__TEXT SECTION__
Delta expanded dramatically by purchasing most of Pan Am's European routes after Pan Am declared bankruptcy in 1991. Delta initially explored a joint divvying-up of Pan Am's assets with United Airlines where Delta would take over the New York-based European operations and United would take over the Miami-based Latin American operations, but the two carriers reached an impasse over which would assume the Pan Am Miami-London route. On September 1, Delta acquired Pan Am's East Coast and European routes (except for its intra-European routes from Frankfurt, acquired by Lufthansa) and assumed a controlling interest in the remainder of Pan Am, which continued to operate routes from Miami to London, Paris and Latin America. The total price for these assets was $1.3 billion.[8]
Although Delta initially promised further equity injections to keep Pan Am afloat, it refused to do so only a month later, which forced Pan Am to cease operations on December 4.[9] United purchased the remaining assets of Pan Am a few days later, including transatlantic routes from Miami, for a total of $135 million.[8]
The Pan Am creditors' committee sued Delta for more than $2.5 billion on December 9.[10] Shortly thereafter, a large group of former Pan Am employees also sued Delta. Delta was able to combine and move the cases from New York City to Atlanta. Delta was also able to prevent a jury trial, which, according to Business Week magazine, its attorneys had stated it would likely lose. The Atlanta judge then dismissed the lawsuits.

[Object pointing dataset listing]
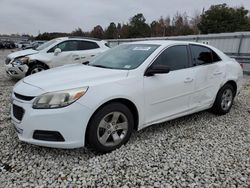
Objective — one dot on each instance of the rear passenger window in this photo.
(86, 45)
(175, 58)
(203, 55)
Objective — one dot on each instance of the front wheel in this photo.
(110, 127)
(224, 100)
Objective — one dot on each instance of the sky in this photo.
(34, 16)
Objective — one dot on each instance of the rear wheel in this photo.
(224, 100)
(110, 127)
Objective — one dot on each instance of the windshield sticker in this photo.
(127, 66)
(140, 48)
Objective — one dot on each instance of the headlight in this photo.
(59, 99)
(20, 61)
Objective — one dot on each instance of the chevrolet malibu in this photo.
(98, 104)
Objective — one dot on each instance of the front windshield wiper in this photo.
(101, 66)
(85, 63)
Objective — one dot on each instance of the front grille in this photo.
(22, 97)
(7, 60)
(53, 136)
(18, 112)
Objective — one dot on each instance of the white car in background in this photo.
(127, 88)
(54, 53)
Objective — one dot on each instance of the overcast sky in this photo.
(32, 16)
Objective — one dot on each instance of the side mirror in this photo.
(157, 69)
(57, 51)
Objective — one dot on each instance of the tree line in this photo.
(217, 19)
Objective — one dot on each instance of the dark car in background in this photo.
(34, 45)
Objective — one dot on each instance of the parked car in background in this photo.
(54, 53)
(9, 45)
(23, 44)
(128, 87)
(34, 45)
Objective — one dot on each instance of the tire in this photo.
(110, 128)
(36, 68)
(224, 100)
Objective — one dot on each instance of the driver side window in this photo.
(175, 57)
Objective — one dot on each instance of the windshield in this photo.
(46, 44)
(125, 56)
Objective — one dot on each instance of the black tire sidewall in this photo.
(91, 134)
(217, 109)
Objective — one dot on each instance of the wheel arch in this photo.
(233, 84)
(123, 101)
(37, 62)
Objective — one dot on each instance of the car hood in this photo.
(22, 53)
(74, 76)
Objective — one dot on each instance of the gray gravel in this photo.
(200, 150)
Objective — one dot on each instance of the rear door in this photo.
(69, 53)
(208, 75)
(168, 94)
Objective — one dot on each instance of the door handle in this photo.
(188, 80)
(217, 73)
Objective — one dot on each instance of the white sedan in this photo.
(127, 88)
(54, 53)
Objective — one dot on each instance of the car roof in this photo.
(166, 42)
(79, 38)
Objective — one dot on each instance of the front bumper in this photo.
(70, 122)
(16, 71)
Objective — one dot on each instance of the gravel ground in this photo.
(200, 150)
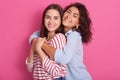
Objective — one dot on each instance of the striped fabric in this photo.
(47, 69)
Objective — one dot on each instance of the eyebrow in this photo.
(74, 13)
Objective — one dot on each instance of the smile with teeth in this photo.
(51, 25)
(67, 20)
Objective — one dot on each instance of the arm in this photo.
(49, 65)
(36, 34)
(64, 56)
(29, 60)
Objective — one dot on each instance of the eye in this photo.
(68, 11)
(47, 17)
(75, 16)
(56, 18)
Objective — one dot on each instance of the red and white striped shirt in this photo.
(47, 69)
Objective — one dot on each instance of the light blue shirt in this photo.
(72, 56)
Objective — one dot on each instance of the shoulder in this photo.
(76, 34)
(59, 35)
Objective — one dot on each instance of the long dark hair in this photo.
(84, 21)
(44, 31)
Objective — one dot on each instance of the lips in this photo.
(68, 20)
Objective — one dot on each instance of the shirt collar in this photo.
(68, 33)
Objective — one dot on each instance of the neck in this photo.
(67, 29)
(50, 35)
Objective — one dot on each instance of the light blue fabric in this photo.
(72, 55)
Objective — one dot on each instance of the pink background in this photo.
(19, 18)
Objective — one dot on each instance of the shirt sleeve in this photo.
(59, 41)
(36, 34)
(29, 66)
(71, 48)
(53, 68)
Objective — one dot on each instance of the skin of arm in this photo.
(71, 48)
(49, 50)
(31, 55)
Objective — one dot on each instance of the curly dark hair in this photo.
(85, 22)
(44, 31)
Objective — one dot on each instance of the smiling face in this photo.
(52, 20)
(71, 18)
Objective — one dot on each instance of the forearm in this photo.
(53, 68)
(49, 50)
(30, 57)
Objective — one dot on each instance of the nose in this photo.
(51, 20)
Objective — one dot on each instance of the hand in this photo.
(33, 45)
(39, 43)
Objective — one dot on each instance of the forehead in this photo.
(74, 10)
(52, 12)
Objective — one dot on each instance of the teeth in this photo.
(67, 20)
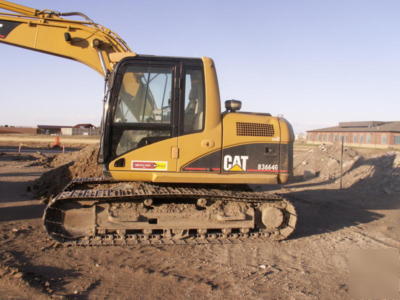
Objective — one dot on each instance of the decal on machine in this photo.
(236, 163)
(6, 27)
(149, 165)
(267, 167)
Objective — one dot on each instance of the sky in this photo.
(315, 62)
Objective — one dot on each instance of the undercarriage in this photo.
(94, 211)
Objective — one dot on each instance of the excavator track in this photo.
(96, 211)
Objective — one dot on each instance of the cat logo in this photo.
(236, 163)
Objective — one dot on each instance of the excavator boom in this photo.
(48, 31)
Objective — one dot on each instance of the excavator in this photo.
(174, 165)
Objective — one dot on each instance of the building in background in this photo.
(373, 134)
(79, 129)
(6, 129)
(50, 129)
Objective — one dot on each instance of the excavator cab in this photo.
(164, 124)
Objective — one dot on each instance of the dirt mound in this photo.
(67, 166)
(324, 161)
(376, 173)
(369, 172)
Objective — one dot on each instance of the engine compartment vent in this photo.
(254, 129)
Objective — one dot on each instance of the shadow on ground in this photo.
(322, 209)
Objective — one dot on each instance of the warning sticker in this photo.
(149, 165)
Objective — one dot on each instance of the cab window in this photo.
(194, 101)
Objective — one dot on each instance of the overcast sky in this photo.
(314, 62)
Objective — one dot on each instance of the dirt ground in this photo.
(314, 263)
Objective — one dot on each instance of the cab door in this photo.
(142, 118)
(199, 139)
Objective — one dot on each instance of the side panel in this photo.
(251, 143)
(156, 157)
(196, 145)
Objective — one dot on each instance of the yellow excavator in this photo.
(174, 165)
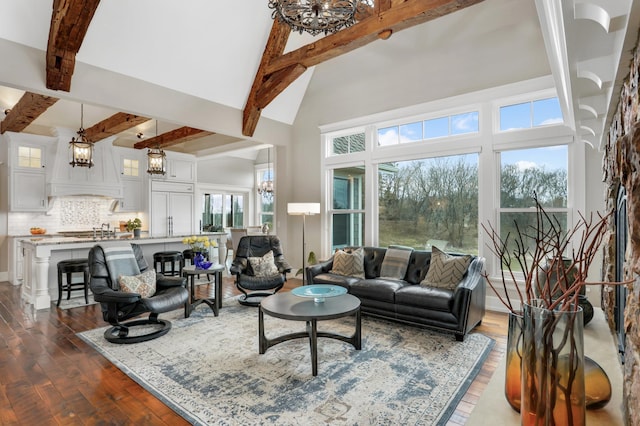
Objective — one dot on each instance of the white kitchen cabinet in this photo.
(180, 168)
(27, 175)
(132, 168)
(172, 211)
(132, 196)
(28, 191)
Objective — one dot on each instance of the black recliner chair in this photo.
(118, 306)
(253, 287)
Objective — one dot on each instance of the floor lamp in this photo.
(304, 210)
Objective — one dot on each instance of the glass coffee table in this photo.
(288, 306)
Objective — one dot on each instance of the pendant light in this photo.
(81, 147)
(266, 186)
(156, 159)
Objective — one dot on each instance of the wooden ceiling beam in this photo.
(396, 18)
(118, 122)
(28, 108)
(276, 83)
(70, 21)
(276, 43)
(174, 137)
(277, 70)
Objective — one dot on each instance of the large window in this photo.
(429, 202)
(347, 213)
(221, 211)
(523, 173)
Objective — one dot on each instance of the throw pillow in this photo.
(350, 264)
(445, 271)
(395, 262)
(264, 266)
(143, 284)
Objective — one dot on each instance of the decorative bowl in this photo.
(319, 292)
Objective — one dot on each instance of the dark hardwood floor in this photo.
(48, 376)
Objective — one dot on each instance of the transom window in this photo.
(347, 144)
(449, 125)
(543, 112)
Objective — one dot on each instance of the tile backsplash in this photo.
(71, 214)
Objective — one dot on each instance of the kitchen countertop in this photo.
(42, 240)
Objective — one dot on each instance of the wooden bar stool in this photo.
(163, 257)
(68, 267)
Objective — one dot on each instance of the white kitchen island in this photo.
(41, 256)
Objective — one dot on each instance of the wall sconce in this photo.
(81, 147)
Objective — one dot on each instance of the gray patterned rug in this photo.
(209, 371)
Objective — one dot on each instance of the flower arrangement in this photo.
(199, 244)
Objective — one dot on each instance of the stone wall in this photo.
(621, 166)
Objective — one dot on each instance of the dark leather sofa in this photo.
(457, 311)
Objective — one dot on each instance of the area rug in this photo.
(209, 371)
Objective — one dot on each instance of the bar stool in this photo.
(69, 267)
(163, 257)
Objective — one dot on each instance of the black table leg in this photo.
(314, 347)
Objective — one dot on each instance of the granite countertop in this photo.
(52, 239)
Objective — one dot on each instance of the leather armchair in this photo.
(255, 288)
(118, 306)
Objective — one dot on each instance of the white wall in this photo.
(226, 171)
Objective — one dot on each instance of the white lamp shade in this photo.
(306, 209)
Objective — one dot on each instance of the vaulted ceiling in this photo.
(215, 69)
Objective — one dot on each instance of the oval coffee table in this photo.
(291, 307)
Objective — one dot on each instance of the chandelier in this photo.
(266, 186)
(156, 159)
(316, 16)
(81, 147)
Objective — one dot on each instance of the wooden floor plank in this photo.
(50, 376)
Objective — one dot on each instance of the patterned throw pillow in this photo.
(349, 264)
(395, 262)
(445, 271)
(264, 266)
(143, 284)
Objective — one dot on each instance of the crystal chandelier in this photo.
(156, 159)
(81, 147)
(266, 186)
(316, 16)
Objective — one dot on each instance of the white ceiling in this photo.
(207, 52)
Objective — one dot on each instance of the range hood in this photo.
(101, 180)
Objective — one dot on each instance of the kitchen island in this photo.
(41, 256)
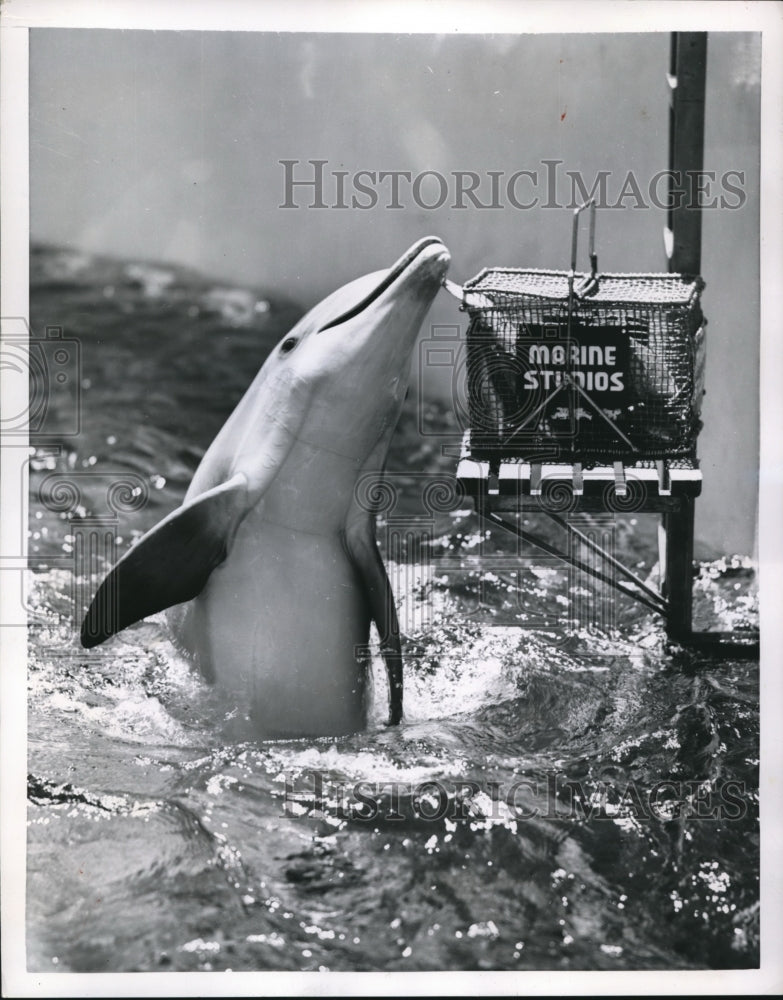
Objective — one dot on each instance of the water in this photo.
(572, 797)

__CHALLENGE__
Set down the entire text on Delta's takeover of Pan Am routes word for word. Work only from the text on Delta's takeover of Pan Am routes.

__THE REPLY__
Delta expanded dramatically by purchasing most of Pan Am's European routes after Pan Am declared bankruptcy in 1991. Delta initially explored a joint divvying-up of Pan Am's assets with United Airlines where Delta would take over the New York-based European operations and United would take over the Miami-based Latin American operations, but the two carriers reached an impasse over which would assume the Pan Am Miami-London route. On September 1, Delta acquired Pan Am's East Coast and European routes (except for its intra-European routes from Frankfurt, acquired by Lufthansa) and assumed a controlling interest in the remainder of Pan Am, which continued to operate routes from Miami to London, Paris and Latin America. The total price for these assets was $1.3 billion.[8]
Although Delta initially promised further equity injections to keep Pan Am afloat, it refused to do so only a month later, which forced Pan Am to cease operations on December 4.[9] United purchased the remaining assets of Pan Am a few days later, including transatlantic routes from Miami, for a total of $135 million.[8]
The Pan Am creditors' committee sued Delta for more than $2.5 billion on December 9.[10] Shortly thereafter, a large group of former Pan Am employees also sued Delta. Delta was able to combine and move the cases from New York City to Atlanta. Delta was also able to prevent a jury trial, which, according to Business Week magazine, its attorneys had stated it would likely lose. The Atlanta judge then dismissed the lawsuits.